Would you write out, exactly as they stand, all lines from the one containing "Question. Indicate a point on each instance of the storefront" through the end of the listing below, and only those?

---

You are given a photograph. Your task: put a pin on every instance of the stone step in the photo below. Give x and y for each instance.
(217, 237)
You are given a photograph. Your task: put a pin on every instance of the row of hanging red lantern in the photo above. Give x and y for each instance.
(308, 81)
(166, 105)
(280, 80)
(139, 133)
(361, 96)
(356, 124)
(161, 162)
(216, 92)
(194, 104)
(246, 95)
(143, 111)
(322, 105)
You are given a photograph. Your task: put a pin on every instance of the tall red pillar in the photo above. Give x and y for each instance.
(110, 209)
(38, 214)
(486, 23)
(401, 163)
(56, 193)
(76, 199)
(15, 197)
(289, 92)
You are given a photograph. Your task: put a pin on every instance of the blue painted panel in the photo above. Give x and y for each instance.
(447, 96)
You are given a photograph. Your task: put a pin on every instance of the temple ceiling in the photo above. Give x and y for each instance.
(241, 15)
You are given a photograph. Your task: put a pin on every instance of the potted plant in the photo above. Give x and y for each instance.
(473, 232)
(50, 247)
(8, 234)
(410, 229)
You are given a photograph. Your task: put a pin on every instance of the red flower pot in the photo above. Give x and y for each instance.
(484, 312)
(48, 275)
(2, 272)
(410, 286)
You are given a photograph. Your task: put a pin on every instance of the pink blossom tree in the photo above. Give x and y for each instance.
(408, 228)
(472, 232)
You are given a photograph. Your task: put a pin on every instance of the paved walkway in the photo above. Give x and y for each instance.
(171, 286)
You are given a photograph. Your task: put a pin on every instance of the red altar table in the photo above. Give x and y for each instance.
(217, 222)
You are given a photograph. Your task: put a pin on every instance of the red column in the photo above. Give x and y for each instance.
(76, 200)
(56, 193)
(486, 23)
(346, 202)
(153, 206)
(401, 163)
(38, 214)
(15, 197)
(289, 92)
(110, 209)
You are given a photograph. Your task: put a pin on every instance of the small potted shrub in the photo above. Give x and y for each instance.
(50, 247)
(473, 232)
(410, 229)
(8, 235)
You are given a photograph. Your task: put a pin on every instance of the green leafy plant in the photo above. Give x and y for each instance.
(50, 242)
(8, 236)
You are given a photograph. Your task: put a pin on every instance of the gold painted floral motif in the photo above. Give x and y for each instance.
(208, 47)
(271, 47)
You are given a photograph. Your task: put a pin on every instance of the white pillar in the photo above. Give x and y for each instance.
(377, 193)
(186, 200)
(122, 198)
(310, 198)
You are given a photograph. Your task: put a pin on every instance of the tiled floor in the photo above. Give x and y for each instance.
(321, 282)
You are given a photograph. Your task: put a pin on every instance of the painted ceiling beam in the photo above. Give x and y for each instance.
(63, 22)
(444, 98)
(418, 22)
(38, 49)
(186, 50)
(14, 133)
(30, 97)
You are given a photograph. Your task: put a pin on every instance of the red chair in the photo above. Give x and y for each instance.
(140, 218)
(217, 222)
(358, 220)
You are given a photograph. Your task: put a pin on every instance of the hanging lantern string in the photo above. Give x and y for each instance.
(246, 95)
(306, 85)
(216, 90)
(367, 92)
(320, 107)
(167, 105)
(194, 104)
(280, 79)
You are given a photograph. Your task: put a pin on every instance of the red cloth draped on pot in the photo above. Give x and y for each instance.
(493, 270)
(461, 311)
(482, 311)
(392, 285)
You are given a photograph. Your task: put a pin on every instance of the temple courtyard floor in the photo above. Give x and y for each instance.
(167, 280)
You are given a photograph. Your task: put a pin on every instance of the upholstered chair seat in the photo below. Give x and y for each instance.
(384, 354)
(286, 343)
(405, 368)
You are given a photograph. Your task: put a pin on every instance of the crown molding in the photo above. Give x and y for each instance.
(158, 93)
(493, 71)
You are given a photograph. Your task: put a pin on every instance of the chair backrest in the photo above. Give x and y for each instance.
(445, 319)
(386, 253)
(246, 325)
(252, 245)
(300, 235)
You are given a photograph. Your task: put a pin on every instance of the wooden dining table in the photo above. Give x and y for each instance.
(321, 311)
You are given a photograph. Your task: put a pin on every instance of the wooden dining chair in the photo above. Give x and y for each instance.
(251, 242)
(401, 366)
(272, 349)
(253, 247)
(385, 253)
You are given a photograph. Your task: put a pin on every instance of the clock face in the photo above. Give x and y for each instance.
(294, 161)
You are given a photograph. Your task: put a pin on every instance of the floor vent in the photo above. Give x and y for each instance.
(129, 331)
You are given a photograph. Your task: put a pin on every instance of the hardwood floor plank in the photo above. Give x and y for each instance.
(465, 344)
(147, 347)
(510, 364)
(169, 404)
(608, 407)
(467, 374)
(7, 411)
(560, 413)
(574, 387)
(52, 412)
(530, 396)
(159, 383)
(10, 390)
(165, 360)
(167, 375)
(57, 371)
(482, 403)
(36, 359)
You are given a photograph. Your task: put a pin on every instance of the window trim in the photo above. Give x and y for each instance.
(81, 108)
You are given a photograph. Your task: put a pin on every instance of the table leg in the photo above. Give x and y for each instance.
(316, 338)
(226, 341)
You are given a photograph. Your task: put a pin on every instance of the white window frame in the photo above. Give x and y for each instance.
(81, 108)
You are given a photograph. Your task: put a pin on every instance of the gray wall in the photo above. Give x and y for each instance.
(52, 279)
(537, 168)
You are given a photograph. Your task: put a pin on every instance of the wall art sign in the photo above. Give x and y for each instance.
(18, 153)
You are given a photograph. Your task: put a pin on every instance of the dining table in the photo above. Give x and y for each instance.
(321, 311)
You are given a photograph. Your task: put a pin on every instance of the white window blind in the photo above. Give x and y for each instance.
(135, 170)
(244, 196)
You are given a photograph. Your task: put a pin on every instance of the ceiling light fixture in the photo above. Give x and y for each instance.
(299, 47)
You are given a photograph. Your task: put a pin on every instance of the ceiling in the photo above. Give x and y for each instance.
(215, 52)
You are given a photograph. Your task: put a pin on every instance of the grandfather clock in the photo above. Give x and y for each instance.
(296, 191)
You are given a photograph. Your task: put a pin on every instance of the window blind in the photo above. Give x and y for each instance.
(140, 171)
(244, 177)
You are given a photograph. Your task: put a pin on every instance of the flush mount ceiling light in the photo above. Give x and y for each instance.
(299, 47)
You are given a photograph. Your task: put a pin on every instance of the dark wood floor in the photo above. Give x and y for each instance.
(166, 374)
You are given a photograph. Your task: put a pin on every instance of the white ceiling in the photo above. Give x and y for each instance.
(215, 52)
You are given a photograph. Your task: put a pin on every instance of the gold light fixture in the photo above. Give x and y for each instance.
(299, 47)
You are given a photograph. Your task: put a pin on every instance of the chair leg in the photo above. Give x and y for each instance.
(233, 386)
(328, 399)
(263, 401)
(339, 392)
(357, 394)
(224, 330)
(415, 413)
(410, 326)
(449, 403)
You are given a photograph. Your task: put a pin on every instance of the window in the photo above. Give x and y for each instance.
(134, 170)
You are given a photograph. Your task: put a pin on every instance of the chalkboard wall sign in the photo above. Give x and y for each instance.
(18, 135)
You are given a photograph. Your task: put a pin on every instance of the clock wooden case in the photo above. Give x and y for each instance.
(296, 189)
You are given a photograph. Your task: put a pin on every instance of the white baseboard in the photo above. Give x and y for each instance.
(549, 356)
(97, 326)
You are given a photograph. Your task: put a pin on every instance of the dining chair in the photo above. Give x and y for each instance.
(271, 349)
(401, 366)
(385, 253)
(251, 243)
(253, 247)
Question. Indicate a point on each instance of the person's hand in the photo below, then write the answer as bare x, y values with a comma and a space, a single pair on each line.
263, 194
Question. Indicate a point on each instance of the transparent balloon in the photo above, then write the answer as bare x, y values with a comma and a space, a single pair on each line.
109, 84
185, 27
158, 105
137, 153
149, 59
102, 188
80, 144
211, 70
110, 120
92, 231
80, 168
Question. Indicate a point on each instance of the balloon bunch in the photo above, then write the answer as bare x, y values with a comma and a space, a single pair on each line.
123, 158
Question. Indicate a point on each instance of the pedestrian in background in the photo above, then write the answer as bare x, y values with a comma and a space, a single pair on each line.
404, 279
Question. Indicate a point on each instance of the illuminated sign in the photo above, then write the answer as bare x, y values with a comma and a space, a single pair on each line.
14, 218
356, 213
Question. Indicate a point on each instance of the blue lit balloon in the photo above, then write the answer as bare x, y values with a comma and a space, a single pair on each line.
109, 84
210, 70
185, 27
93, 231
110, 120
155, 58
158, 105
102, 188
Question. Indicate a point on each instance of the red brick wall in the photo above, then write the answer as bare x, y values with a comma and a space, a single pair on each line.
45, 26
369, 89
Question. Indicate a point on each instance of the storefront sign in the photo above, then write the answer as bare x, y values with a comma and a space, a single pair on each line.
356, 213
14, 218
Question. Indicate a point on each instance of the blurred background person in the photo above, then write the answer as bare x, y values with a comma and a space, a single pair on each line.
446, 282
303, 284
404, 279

---

## Exercise output
Question. Indicate a point on each instance of the storefront sign in the photo above, then write the answer as bare x, y values with a comma and a space, a single pair on each line.
356, 213
14, 218
Question. Indicate a point on each instance of the blurred background person in the photo above, then write the answer as bare x, y values with a comma and a space, a single pair on each line.
446, 282
303, 284
404, 279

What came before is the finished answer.